> **Document extract**:
▶
I'm trying to develop some very low-latency graphics applications and am getting really frustrated by how long it takes to draw to screen through OpenGL. Every discussion I find about it online addresses optimizing the OpenGL pipeline, but doesn't get anywhere near the results that I need.
Check this out:
https://www.dropbox.com/s/dbz4bq67cxluhs7/MouseLatency.MOV?dl=0
You probably noticed this before: With a c++ OpenGL app, dragging the mouse around the screen, and drawing the mouse location in OpenGL, the OpenGL lags behind by 3 or 4 frames. Clearly OSX CAN draw [the cursor] to screen with very low latency, but OpenGL is much slower. So let's say I don't need to do any fancy OpenGL rendering. I just want to push pixels to screen somehow. Is there a way for me to bypass OpenGL completely and draw to screen faster? Or is this kind of functionality going to be locked inside the kernel somewhere that I can't reach it?
datenwolf's answer is excellent. I just wanted to add one thing to this discussion regarding triple buffering at the compositor level, since I am very familiar with the Microsoft Windows desktop compositor.
I know you are asking about OS X here, but the implementation details I am going to discuss are the most sensible way of implementing this stuff and I would expect to see other systems work this way too.
Triple buffering as you might enable at the application level adds a third buffer to the swap-chain that is synchronized to refresh. That way of doing triple buffering does add latency, because that third buffer has to be displayed and nothing is allowed to touch it until this happens (this is D3D's mandated behavior -- the behavior and feature itself are undefined in OpenGL); but the way the Desktop Window Manager (Windows) works is slightly different.
The behavior I have seen most drivers implement for desktop composition is frame dropping. Any situation where multiple frames are finished between refreshes, all but 1 of those frames are discarded. You actually get lower latency using a window rather than fullscreen + triple buffering, because it does not block buffer swaps when the third buffer (owned by the compositor) has a finished frame waiting to be displayed.
◀
> **Provided material**:
▶
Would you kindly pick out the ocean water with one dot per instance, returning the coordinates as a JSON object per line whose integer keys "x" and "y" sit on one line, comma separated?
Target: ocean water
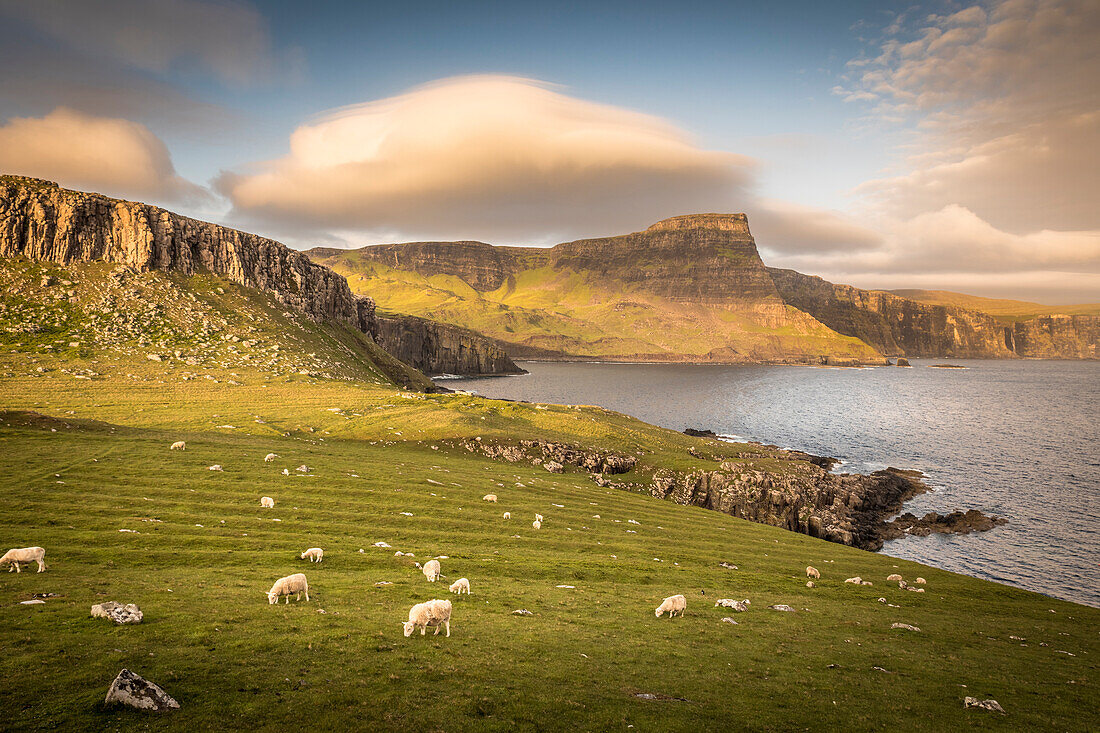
{"x": 1016, "y": 439}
◀
> **What you will do**:
1. Decide whether each statement below agrees with the thread above about OpenGL drawing latency. Answer each with yes or no and quote the words of the thread that decide it.
(a) In the C++ OpenGL app, the drawn mouse location trails the mouse by 3 or 4 frames.
(b) The reply states that triple buffering is defined in OpenGL.
(c) The reply states that fullscreen with triple buffering gives lower latency than a window.
2. Carry on the thread about OpenGL drawing latency, starting right after its last sentence.

> **Expected results**:
1.
(a) Yes: "the OpenGL lags behind by 3 or 4 frames"
(b) No: "the behavior and feature itself are undefined in OpenGL"
(c) No: "You actually get lower latency using a window rather than fullscreen + triple buffering"

2.
It creates a whole different set of visual issues if framerate is not reasonably consistent. Technically, pixels belonging to dropped frames have infinite latency, so the benefits from latency reduction done this way might be worthless if you needed every single frame drawn to appear on screen.
I believe you can get this behavior on OS X (if you want it) by disabling VSYNC and drawing in a window. VSYNC basically only serves as a form of frame pacing (trade latency for consistency) in this scenario and tearing is eliminated by the compositor itself regardless what rate you draw at.
Regarding mouse cursor latency:
The cursor in any modern window system will always track with minimum latency. There is literally a feature on graphics hardware called a "hardware cursor," where the driver stores the cursor position and then once per-refresh, has the hardware overlay the cursor on top of whatever is sitting in the framebuffer waiting to be scanned-out. So even if your application is drawing at 30 FPS on a 60 Hz display, the cursor is updated every 16 ms when the hardware cursor's used.
This bypasses all graphics APIs altogether, but is quite limited (e.g. it uses the OS-defined cursor).
TL;DR: Latency comes in many forms.
If your problem is input latency, then you can mitigate that by reducing the number of pre-rendered frames and avoiding triple buffering. I could not begin to tell you how to reduce the number of driver pre-rendered frames on OS X.
Minimize length of time before something shows up on screen
If your problem is the amount of time that passes between executions of your render loop, you would go the other way. Increase pre-rendered frames, draw in a window and disable VSYNC. You may run into a lot of frames that are drawn but never displayed in this scenario.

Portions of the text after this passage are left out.